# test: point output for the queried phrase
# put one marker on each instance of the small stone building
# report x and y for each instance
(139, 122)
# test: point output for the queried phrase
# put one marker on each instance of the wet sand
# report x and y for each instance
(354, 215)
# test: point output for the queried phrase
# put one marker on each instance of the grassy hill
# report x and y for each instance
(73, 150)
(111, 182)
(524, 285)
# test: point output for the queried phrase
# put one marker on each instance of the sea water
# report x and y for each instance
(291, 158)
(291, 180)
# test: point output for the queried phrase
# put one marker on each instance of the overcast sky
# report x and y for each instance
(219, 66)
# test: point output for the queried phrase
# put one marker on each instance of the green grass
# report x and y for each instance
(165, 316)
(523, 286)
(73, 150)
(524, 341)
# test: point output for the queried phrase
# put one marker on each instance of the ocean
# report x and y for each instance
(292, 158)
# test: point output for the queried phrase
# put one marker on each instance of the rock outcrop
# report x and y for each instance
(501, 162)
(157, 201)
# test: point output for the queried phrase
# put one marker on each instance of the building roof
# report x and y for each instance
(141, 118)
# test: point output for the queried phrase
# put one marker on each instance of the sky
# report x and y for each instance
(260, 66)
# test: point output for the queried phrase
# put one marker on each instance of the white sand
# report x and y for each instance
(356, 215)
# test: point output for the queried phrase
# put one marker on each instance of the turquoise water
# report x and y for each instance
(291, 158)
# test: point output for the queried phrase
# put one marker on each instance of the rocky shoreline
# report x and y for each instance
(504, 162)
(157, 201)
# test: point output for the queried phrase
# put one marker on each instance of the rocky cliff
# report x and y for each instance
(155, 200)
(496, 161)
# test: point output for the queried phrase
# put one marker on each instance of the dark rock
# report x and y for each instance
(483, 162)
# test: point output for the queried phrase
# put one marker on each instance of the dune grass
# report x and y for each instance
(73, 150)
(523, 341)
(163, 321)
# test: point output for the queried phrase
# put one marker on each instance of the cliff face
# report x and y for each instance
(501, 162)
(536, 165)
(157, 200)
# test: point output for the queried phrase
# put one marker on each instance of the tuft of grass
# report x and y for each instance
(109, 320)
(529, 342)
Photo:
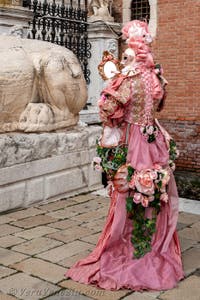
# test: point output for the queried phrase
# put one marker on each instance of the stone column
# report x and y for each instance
(102, 37)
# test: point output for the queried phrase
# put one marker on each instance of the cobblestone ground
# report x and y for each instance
(39, 243)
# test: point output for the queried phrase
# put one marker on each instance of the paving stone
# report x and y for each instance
(71, 234)
(91, 238)
(187, 218)
(186, 243)
(57, 205)
(97, 225)
(25, 213)
(191, 260)
(93, 292)
(23, 286)
(142, 296)
(6, 229)
(191, 233)
(4, 271)
(189, 289)
(69, 261)
(6, 297)
(64, 251)
(34, 221)
(8, 257)
(5, 219)
(37, 245)
(64, 224)
(36, 232)
(83, 198)
(42, 269)
(90, 215)
(10, 240)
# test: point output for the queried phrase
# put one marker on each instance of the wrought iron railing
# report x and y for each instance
(63, 24)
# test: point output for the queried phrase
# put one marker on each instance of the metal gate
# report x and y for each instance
(64, 24)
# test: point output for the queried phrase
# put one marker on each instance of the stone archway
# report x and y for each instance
(126, 15)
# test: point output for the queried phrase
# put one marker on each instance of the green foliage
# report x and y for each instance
(143, 227)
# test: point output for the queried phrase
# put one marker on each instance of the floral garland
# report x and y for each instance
(146, 188)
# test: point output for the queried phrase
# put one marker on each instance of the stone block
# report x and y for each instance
(187, 289)
(8, 257)
(11, 196)
(36, 232)
(63, 182)
(34, 221)
(34, 191)
(42, 269)
(23, 286)
(36, 246)
(93, 292)
(4, 271)
(64, 251)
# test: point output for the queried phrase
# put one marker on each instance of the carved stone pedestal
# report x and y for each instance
(102, 37)
(47, 166)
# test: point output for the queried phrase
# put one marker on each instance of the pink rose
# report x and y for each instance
(137, 198)
(164, 197)
(131, 183)
(150, 129)
(144, 182)
(157, 167)
(97, 160)
(145, 201)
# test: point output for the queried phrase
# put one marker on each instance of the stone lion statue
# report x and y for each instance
(42, 87)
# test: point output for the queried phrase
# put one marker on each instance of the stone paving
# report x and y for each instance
(38, 244)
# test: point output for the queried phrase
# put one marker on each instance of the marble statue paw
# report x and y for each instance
(36, 117)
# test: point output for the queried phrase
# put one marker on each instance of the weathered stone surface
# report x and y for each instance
(37, 68)
(4, 271)
(60, 253)
(71, 234)
(191, 260)
(34, 221)
(10, 240)
(36, 232)
(8, 257)
(27, 287)
(36, 246)
(69, 261)
(42, 269)
(93, 292)
(187, 289)
(6, 229)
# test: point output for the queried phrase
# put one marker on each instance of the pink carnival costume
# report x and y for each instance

### What the exercise asks
Extract the entries in full, exactly as they are, minus the pictures.

### Result of this task
# test: point output for the queried phrase
# put one marker on each instance of the small stone building
# report x and y for each instance
(139, 122)
# test: point output for the queried phrase
# put one marker on each instance of the wet sand
# report x and y for each instance
(354, 215)
# test: point output for the queried phrase
# put one marker on each instance of the grassy hill
# report x and y for each instance
(73, 150)
(111, 182)
(524, 285)
# test: point output for the queried phrase
# put one marker on each instance of the sea water
# report x and y for each instance
(291, 158)
(291, 180)
# test: point output for the queried phrase
# put one marker on each instance of the overcast sky
# report x and y for each instance
(219, 66)
# test: point output for the queried phrase
# put one marker on each instance of the green grass
# report x and y for each instance
(165, 316)
(523, 286)
(73, 150)
(524, 341)
# test: point output for the queried phrase
# put one marker on each instance of the ocean
# report x and y for each instance
(292, 158)
# test: point output for the queried phrase
# put one marker on each instance of the rock outcrop
# report x and y for each instance
(501, 162)
(157, 201)
# test: point output for the queried phrase
# put one marker on each instance of the building roof
# report x and y for each instance
(141, 118)
# test: point output for the queried phrase
# put one marker on each instance of the sky
# report x and y for each instance
(260, 66)
# test: point output for the queried phrase
# put one marker on each instance of the white sand
# report x and y for each instance
(356, 215)
# test: point output for the queried phrase
# put one marker on each instance of the turquoise water
# report x and y for each instance
(291, 158)
# test: point output for the queried phrase
# put one marker on each instance of the rocky shoreline
# report x and y for each instance
(504, 162)
(157, 201)
# test: point output for the queried phrase
# put one marker on each instance of the rocky cliff
# report x and y for each instance
(155, 200)
(496, 161)
# test: point output for the queried phrase
# put one marker on each instance of the dark rock
# report x and y for each instance
(483, 162)
# test: point output for the queried phrase
# put one marker on each instance of the dune grass
# report x and y for each instance
(73, 150)
(523, 341)
(163, 321)
# test: point output for the queried phrase
# put one marker on each instance of the cliff face
# report x and y for each instance
(501, 162)
(536, 165)
(157, 200)
# test: point output for the queried phrase
# put one marker on each instance of the tuft of grass
# report x and y for each instance
(109, 320)
(529, 342)
Photo:
# test: point output for the queried phrase
# put one marker on each instance of the stone column
# report x and y for each instance
(102, 37)
# test: point output for the queried phrase
# put one marker on each instance of the cobblestone ground
# report x and y for each instance
(39, 243)
# test: point output for the queried phrase
# put one marker on each instance of the paving stone
# report x and y for each instance
(71, 234)
(91, 238)
(187, 218)
(186, 243)
(57, 205)
(97, 225)
(25, 213)
(191, 260)
(93, 292)
(23, 286)
(142, 296)
(6, 229)
(191, 233)
(4, 271)
(189, 289)
(69, 261)
(6, 297)
(64, 251)
(34, 221)
(8, 257)
(5, 219)
(37, 245)
(64, 224)
(36, 232)
(83, 198)
(42, 269)
(90, 215)
(10, 240)
# test: point output for the queried phrase
# put one marker on each instance of the wrought iron railing
# report x and y for each instance
(63, 24)
# test: point output for the queried phrase
# put one marker on each instance of the metal gate
# report x and y for each instance
(64, 24)
# test: point output for the queried phrase
# put one marker on each instance of the stone archway
# report x and y for each instance
(126, 15)
# test: point output for the queried phrase
# put one marker on each instance of the green foliage
# report x and y for each instance
(143, 227)
# test: point output for the queried phrase
# put one marker on each instance of the floral garland
# report x and y for each instance
(146, 188)
# test: point output for the queried phrase
# put one marker on each instance of the stone block
# report x and y for each instance
(187, 289)
(8, 257)
(11, 196)
(36, 232)
(63, 182)
(34, 221)
(34, 191)
(42, 269)
(23, 286)
(36, 246)
(93, 292)
(4, 271)
(64, 251)
# test: point output for the queried phrase
# put one marker on each instance of the carved stone pedestal
# report x and y for each instance
(102, 37)
(47, 166)
# test: point output for the queried phrase
# put one marker on each instance of the pink rose
# report x and y for each instance
(137, 198)
(164, 197)
(131, 183)
(150, 129)
(144, 182)
(157, 167)
(97, 160)
(145, 201)
# test: point output for the queried phrase
# put one marker on each instance of the stone lion statue
# report x and y for each instance
(42, 87)
# test: point output for the queried phrase
# put one marker on each instance of the stone paving
# report x and y for each instance
(38, 244)
# test: point output for the queried phrase
# put one marker on each instance of the marble statue paw
# report x and y for each instance
(36, 117)
# test: point output for the queried phrase
# put one marker on each instance of the weathered stone surface
# report x and y for each instance
(37, 68)
(4, 271)
(60, 253)
(71, 234)
(191, 260)
(34, 221)
(10, 240)
(36, 232)
(8, 257)
(27, 287)
(36, 246)
(69, 261)
(42, 269)
(93, 292)
(187, 289)
(6, 229)
# test: point output for the queried phrase
# put one marker on each instance of the pink carnival costume
# report x and y for each instance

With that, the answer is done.